Excerpts of pointing data

········

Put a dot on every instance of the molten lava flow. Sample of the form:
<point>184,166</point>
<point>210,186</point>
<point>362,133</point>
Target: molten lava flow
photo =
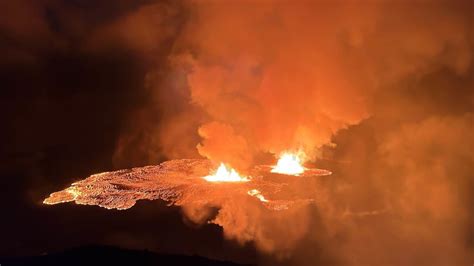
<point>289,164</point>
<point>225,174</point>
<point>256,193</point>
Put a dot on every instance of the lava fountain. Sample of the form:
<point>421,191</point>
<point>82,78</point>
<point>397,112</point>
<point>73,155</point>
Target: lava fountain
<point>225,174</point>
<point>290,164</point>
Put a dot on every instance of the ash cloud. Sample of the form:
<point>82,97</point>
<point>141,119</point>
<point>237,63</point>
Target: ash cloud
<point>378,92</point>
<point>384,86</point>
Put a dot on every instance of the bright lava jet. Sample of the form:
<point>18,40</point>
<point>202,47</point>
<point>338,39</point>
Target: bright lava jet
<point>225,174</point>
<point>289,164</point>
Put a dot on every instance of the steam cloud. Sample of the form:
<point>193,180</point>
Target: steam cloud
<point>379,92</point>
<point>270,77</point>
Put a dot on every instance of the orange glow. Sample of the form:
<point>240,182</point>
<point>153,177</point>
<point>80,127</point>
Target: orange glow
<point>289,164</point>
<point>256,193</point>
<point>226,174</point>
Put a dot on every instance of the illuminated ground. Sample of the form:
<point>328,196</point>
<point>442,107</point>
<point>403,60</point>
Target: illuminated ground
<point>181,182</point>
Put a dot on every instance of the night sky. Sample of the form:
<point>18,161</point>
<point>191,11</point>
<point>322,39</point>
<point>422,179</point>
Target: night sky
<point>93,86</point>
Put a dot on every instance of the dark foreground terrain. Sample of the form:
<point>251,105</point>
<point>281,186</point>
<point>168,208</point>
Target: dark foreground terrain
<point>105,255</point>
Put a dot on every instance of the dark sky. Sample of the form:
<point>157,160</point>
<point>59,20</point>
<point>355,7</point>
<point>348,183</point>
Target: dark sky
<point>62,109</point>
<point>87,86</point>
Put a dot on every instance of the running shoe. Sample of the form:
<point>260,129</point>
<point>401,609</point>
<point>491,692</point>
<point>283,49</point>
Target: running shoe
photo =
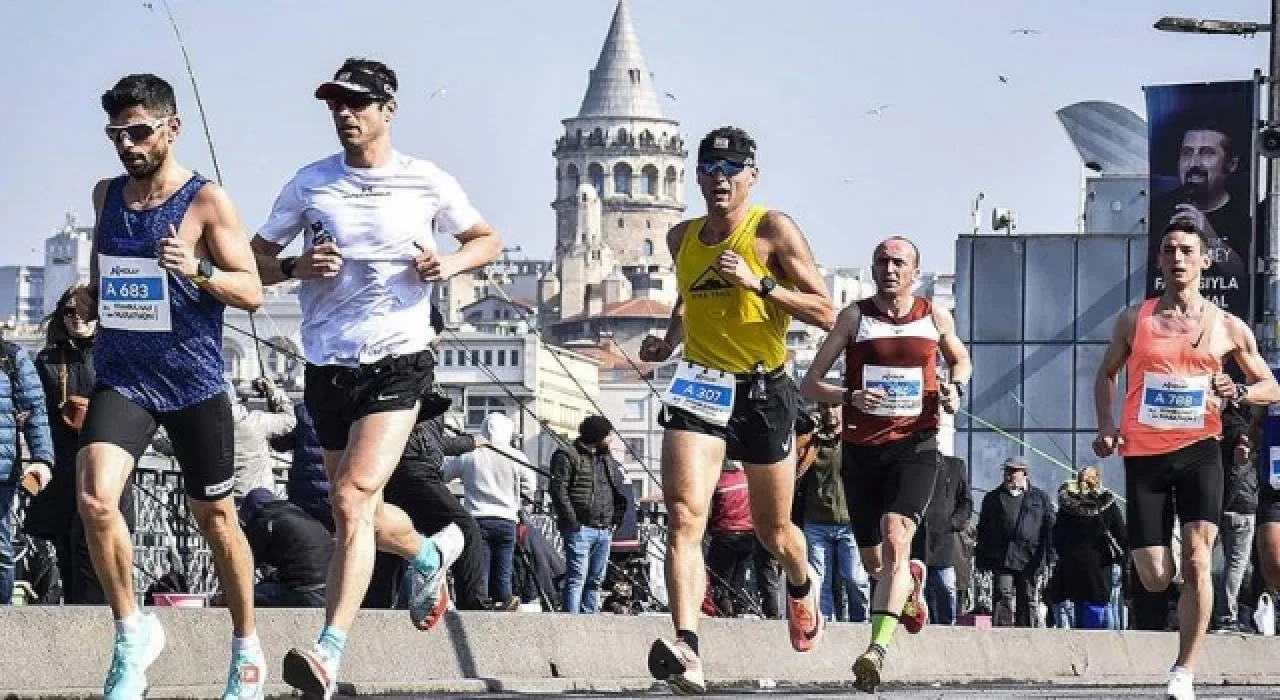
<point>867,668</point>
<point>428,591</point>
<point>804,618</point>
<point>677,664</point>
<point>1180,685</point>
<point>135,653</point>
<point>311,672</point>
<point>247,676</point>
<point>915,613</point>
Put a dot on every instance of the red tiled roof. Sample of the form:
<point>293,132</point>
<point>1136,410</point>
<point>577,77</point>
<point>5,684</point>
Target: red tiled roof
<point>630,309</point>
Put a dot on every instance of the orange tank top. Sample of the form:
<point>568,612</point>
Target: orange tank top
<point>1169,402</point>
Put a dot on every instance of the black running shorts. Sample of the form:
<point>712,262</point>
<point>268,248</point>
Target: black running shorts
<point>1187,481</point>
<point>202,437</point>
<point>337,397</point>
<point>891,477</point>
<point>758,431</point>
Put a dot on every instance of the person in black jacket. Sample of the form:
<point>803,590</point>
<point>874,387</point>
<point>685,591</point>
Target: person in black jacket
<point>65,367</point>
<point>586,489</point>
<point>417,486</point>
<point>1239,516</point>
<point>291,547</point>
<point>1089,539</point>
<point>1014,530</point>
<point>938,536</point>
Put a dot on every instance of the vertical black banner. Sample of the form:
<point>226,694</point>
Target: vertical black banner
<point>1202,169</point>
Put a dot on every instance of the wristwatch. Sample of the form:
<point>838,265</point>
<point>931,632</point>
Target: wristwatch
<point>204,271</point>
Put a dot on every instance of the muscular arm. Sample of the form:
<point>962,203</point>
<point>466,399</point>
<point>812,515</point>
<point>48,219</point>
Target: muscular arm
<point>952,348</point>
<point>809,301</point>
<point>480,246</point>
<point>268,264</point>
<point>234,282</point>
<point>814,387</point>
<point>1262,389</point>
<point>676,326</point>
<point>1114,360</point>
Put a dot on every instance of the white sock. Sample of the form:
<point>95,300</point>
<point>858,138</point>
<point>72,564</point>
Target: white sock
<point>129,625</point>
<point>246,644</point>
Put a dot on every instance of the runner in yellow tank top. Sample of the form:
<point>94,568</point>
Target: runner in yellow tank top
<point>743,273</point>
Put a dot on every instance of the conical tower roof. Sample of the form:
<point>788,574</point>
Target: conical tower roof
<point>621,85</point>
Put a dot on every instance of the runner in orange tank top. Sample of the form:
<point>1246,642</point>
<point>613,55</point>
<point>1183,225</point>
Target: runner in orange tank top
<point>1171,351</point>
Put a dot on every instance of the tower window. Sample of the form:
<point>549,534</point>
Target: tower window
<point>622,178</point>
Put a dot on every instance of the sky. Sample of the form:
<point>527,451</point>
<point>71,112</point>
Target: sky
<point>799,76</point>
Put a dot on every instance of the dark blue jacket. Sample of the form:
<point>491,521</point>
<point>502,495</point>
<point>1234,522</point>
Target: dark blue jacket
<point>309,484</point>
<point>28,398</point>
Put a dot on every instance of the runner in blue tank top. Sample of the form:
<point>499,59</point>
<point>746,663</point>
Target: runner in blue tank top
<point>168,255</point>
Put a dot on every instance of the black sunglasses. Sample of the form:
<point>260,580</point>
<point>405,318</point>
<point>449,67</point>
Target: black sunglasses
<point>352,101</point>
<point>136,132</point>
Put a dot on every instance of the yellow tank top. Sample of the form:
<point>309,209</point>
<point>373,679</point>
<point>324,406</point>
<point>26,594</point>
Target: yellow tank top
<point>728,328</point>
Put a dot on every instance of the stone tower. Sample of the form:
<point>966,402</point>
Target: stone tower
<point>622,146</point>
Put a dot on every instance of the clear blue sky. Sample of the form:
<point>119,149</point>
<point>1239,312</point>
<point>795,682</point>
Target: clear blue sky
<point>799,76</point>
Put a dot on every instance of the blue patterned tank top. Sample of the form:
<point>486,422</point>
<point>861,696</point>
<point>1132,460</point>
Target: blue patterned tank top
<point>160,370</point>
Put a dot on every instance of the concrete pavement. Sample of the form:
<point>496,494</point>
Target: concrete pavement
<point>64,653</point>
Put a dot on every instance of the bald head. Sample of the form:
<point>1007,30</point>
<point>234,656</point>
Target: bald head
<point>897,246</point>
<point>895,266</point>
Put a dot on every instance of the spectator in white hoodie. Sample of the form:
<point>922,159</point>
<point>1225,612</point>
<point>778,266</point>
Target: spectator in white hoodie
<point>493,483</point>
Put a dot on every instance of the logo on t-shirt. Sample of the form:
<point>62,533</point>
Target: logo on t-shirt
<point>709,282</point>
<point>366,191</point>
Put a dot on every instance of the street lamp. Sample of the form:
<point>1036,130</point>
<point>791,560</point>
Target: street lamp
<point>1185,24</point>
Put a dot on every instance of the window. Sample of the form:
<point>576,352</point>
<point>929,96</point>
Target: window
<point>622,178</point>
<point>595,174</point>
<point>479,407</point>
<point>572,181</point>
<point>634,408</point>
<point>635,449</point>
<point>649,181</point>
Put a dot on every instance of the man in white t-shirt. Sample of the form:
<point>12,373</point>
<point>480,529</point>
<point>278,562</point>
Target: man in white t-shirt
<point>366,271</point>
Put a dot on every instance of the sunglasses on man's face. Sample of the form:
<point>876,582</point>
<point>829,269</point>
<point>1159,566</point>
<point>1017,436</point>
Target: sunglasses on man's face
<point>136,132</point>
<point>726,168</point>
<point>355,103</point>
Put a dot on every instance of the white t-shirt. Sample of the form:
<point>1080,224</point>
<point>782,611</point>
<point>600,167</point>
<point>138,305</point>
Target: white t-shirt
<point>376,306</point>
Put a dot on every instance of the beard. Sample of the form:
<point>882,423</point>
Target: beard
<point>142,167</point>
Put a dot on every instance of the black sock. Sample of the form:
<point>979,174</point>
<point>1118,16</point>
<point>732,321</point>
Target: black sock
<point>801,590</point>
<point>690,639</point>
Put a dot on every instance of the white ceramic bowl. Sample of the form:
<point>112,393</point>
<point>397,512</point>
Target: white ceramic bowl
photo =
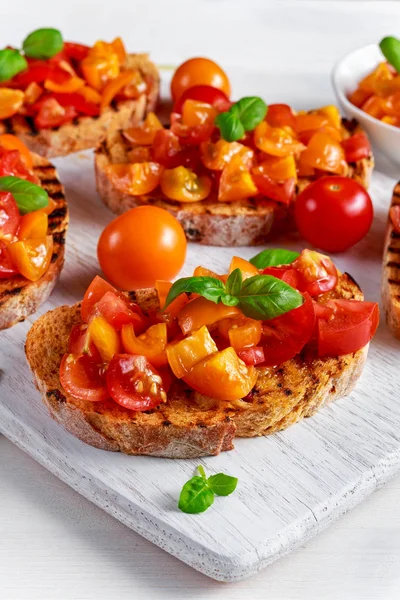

········

» **WHAT TO WORK ON**:
Copy the items word for word, starting with the line containing "Put a dot on every instance of the yellow" and going on through the line containing "<point>895,266</point>".

» **FINAL RESULT**:
Put a dot on every instance of the yellow tank top. Sample of the form:
<point>309,209</point>
<point>373,679</point>
<point>324,406</point>
<point>26,594</point>
Target: yellow tank top
<point>728,328</point>
Put a dot on every instance of the stone tower. Sample of the form:
<point>966,402</point>
Target: stone tower
<point>622,146</point>
Put a dot on every instance of the clear blue sky. Sample of the form:
<point>119,149</point>
<point>1239,312</point>
<point>795,682</point>
Target: clear blue sky
<point>799,76</point>
Put a dot on every instance of the blue patterned tank top. Sample of the form:
<point>486,422</point>
<point>861,696</point>
<point>1132,460</point>
Target: blue patterned tank top
<point>160,370</point>
Put a dot on every instance of the concrete pavement. Sample of the form:
<point>496,494</point>
Target: concrete pavement
<point>64,653</point>
Put a dot on every instance of the bald head. Sample of the form:
<point>1007,30</point>
<point>234,656</point>
Target: bald head
<point>897,246</point>
<point>895,266</point>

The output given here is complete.